RECORDS SUPPLIED:
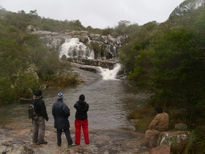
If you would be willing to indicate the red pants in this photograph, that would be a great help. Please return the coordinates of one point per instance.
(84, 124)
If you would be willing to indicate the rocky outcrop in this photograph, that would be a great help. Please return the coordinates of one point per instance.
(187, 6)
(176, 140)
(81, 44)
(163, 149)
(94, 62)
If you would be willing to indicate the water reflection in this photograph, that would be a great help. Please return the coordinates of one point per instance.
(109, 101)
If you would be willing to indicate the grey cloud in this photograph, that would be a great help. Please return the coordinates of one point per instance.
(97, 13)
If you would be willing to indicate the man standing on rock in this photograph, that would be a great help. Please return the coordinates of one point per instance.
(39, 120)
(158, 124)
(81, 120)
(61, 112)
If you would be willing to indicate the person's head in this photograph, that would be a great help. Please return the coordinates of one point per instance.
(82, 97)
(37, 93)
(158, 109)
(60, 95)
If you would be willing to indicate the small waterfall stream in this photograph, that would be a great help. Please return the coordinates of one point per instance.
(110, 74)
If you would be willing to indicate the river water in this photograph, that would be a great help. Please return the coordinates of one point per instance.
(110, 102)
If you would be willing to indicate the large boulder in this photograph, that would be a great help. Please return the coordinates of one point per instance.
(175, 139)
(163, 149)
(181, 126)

...

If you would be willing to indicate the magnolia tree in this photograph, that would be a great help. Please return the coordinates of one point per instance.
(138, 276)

THE TASK:
Extract each line of the data above that contains the word "grey".

RESULT OF THE TASK:
If you would be willing to indicate the grey cloud in this photograph, that would be a great help. Please return the coordinates of one point per instance.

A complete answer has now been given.